### Фрагмент текста
■ ■ ■ ■
ИНТЕРВЬЮ ЮРИЯ СОЛОМИНА. В МАЛОМ ПОСТАВИЛИ «ВЛАСТЬ ТЬМЫ» ПО ТОЛСТОМУ
ИНТЕРВЬЮ ЮРИЯ СОЛОМИНА. В МАЛОМ ПОСТАВИЛИ «ВЛАСТЬ ТЬМЫ» ПО ТОЛСТОМУ
Малый театр поставил «Власть тьмы» Льва Толстого. Об этом и многом другом интервью руководителя Малого, народного артиста СССР Юрия Соломина. Мне было интересно – в последнее время он довольно редко дает интервью…
С памятью о великой цивилизации
— Начну не с «Власти тьмы», а с факта, о котором услышал некоторое время назад и который очень меня взволновал. Выдающийся наш артист балета Владимир Васильев в радиоинтервью сообщил такую цифру: на сегодня (а разговор шёл в один из предновогодних вечеров) осталось 78 живущих народных артистов СССР. В их числе сам он, Васильев, в их числе и Юрий Соломин. А ведь звание это действительно было высочайшее — согласитесь, давалось, как правило, за реальные заслуги перед отечественным искусством и культурой. Что можете сказать на сей счёт?
— Говорите, перед Новым годом оставалось 78 человек? Значит, теперь уже меньше. И с каждым годом, а может, и месяцем число это будет уменьшаться. Что ж, такова неумолимая жизненная закономерность.
Но, уходя, каждый оставляет свой след в этой жизни. Вместе с людьми то или иное время тоже оставляет свой след. Вот недавно в цикле «Острова» я смотрел на телеканале «Культура» передачу о Софико Чиаурели. Показали и последние снятые при ее жизни кадры. Знаете, очень она меня зацепила! Ненатужно, естественно рассказывала о своих родителях — об отце, выдающемся кинорежиссере, и матери, великой трагической актрисе, о дедушке и бабушке, о друзьях и некоторых своих работах, а через всё это — о времени, в котором довелось ей жить и творить.
Я знал Софико, не раз с ней общался, а великая артистка нашего Малого театра Елена Николаевна Гоголева дружила с ее матерью Верико Анджапаридзе.
— Одномасштабно великие актрисы!
— Конечно.
— И, кстати, обе народные артистки СССР...
— Мне вспомнились наши гастроли в Тбилиси — кажется, это был 1963 год. Вспомнились замечательные встречи, вечера, необыкновенная атмосфера искренней дружбы, которой было проникнуто всё наше общение. А потом была совместная поездка в Ереван, где отмечался юбилей выдающегося театрального режиссера Рачика Капланяна. Между прочим, ставившего спектакли и у нас, в Малом театре.
— Тоже народный артист СССР!
— Вы понимаете, о чем я говорю? Тбилиси — Ереван —Москва... Грузия—Армения —Россия... Это было единство не только территории, но и духовной, культурной жизни. Человеческое единство. В предсмертном интервью Софико Чиаурели, опубликованном уже после ее кончины, я прочитал следующее. Корреспондент ее спрашивает: вот вы были народной артисткой Грузинской ССР и Армянской ССР, а кем ощущаете себя теперь? Она ответила: народной артисткой исчезнувшей цивилизации. И это во мне сейчас всё время звучит!
■ ■ ■ ■
### Строки данных
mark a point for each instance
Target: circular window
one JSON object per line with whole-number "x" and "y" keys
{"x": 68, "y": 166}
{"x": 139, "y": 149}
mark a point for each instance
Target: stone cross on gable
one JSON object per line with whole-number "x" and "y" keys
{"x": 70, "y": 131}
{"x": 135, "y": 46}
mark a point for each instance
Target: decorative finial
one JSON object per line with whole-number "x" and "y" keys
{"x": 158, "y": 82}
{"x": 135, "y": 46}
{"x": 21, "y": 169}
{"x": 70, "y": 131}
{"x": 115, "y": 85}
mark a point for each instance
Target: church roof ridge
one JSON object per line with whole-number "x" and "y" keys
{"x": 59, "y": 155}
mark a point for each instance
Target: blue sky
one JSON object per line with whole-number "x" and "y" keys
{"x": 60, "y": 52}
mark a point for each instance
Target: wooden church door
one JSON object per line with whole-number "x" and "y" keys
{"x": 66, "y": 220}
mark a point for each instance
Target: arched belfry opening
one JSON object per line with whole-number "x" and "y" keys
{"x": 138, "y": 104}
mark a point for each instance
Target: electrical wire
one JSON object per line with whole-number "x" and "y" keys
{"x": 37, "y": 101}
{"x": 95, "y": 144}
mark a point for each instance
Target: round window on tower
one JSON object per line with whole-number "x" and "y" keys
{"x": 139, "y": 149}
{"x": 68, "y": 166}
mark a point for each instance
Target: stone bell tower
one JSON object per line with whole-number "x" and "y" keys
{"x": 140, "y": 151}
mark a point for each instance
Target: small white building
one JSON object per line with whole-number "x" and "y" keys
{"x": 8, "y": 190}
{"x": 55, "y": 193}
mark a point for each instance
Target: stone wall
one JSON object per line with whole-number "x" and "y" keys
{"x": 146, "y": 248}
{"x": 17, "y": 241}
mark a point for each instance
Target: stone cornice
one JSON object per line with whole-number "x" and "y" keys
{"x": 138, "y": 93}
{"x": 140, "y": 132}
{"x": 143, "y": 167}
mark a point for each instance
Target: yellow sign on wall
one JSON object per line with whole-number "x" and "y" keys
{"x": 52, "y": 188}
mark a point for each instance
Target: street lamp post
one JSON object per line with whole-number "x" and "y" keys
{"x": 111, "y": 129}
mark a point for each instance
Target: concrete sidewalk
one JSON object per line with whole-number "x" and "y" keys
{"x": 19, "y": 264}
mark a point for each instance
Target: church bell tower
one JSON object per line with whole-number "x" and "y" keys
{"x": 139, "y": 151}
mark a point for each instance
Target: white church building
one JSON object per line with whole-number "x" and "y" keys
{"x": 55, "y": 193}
■ ■ ■ ■
### Поставленные задачи
1. Согласуются ли с интервью с Юрием Соломиным утверждения (а), (б), (в)? На каждое ответьте «да» или «нет» и приведите решающие слова интервью точной цитатой.
(а) По словам Владимира Васильева, на тот момент оставалось 78 живущих народных артистов СССР.
(б) Соломин уверенно называет 1965 год как год гастролей в Тбилиси.
(в) Елена Николаевна Гоголева дружила с Софико Чиаурели.
2. Ответьте по интервью с Юрием Соломиным:
(а) На каком телеканале Соломин смотрел передачу о Софико Чиаурели?
(б) В каком городе отмечался юбилей Рачика Капланяна?
(в) Кем назвала себя Софико Чиаурели в предсмертном интервью?
3. Кого из людей интервью с Юрием Соломиным называет по имени? Перечислите всех.
Данные — самостоятельный материал, к интервью с Юрием Соломиным они отношения не имеют.

### Ответы по заданиям
1.
(а) Да: «осталось 78 живущих народных артистов СССР».
(б) Нет: «кажется, это был 1963 год».
(в) Нет: «Елена Николаевна Гоголева дружила с ее матерью Верико Анджапаридзе».

2.
(а) На телеканале «Культура».
(б) В Ереване.
(в) Народной артисткой исчезнувшей цивилизации.

3. Лев Толстой, Юрий Соломин, Владимир Васильев, Софико Чиаурели, Елена Николаевна Гоголева, Верико Анджапаридзе, Рачик Капланян.